**Your tasks:**
1. In the article on Chinese Christmas exports, what was last week's average cost to ship a 40-foot container from China to the US West Coast?
2. Write the next part of the article on Chinese Christmas exports, picking up after its final sentence.

**Given passage:**
• • • • •

Christmas product sellers across China are ramping up production to make a final sprint before the Christmas season, as shipping freight rates have fallen by more than 20 percent in two weeks, Chinese vendors and logistics companies told the Global Times on Sunday.
The average cost for shipping a 40-foot container from China to US West Coast dropped by 22 percent from late September to $16,004 last week, the fourth consecutive weekly drop, according to Freightos.
Due to the reduced shipping rates last week, Christmas vendors in Yiwu, East China’s Zhejiang Province began ramping up production at the last minute to get toys and decorations onboard, to make up for disappointing sales last year.
“The freight rates fell so sharply during the National Day holidays that vendors are ramping up production and even starting to take new orders. We receive inquiries every day on container bookings,” Yang Jiang, a manager at Ningbo Bonfon International Logistics Co, told the Global Times on Sunday.
“As the shipping rate falls, many customers have come to us for goods. We are also stepping up production to pack up unsold stock from last year,” a manager surnamed Li, who works at a Christmas product factory in Yiwu, told the Global Times on Sunday.

• • • • •

**Data:**
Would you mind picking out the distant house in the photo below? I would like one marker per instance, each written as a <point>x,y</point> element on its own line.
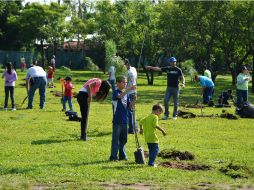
<point>73,45</point>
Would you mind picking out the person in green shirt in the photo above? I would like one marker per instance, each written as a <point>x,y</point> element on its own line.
<point>243,79</point>
<point>148,127</point>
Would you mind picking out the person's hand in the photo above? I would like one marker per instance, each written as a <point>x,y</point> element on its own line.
<point>148,67</point>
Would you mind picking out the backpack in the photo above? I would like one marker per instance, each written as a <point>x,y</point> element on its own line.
<point>246,110</point>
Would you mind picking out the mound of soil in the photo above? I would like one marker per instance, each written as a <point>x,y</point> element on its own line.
<point>236,171</point>
<point>184,166</point>
<point>176,154</point>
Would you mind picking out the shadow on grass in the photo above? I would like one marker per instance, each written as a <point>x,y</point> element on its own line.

• • • • •

**Expected outputs:**
1. $16,004

2.
According to the Xinhua News Agency, four-fifths of the world’s Christmas decorations are exported from Yiwu.
In 2020, Yiwu’s Christmas product sales more than halved from previous levels, as clients halted placing orders amid the uncertainty of the COVID-19 pandemic. This year, however, orders started to rebound, and Yiwu’s Christmas product orders surged by 20 percent on a yearly basis, Cai Qinliang, secretary-general of the Industry Association of Christmas Supplies in Yiwu, told the Global Times on Sunday.
These shipments will be on a tight schedule to reach the US before Christmas, vendors said, though they are still making last-minute efforts.
“Currently, it takes more than 50 days for goods to reach the shore of the US, more than 10 days longer due to the extended waiting times at US ports,” Yang noted. “We are still taking orders for Christmas and making every effort to deliver them before Christmas,” he said.
The drop in the shipping rates is mainly due to the reduction of exports caused by the power crunch and logistics agencies that hoarded container slots have had to cut freight rates to fill these ships, Zheng Jingwen, a research fellow at the Shanghai International Shipping Research Center, told the Global Times on Sunday.
Although US logistics companies have pledged to use more overnight workers and run 24/7 to move cargo at the Port of Los Angeles, there’s still a large jam.
“Ships that have been stuck for more than five days still total 25 percent of the total on the West Coast of the US, nearly five times as many as before the pandemic,” Zheng said. “With a strong demand for consumer products, and COVID-induced disruptions at US ports, the shipping rate may rise again in the short term,” Zheng said.
China-US trade volume grew 35.4 percent from January to September in dollar terms from last year, Chinese customs statistics revealed on Wednesday.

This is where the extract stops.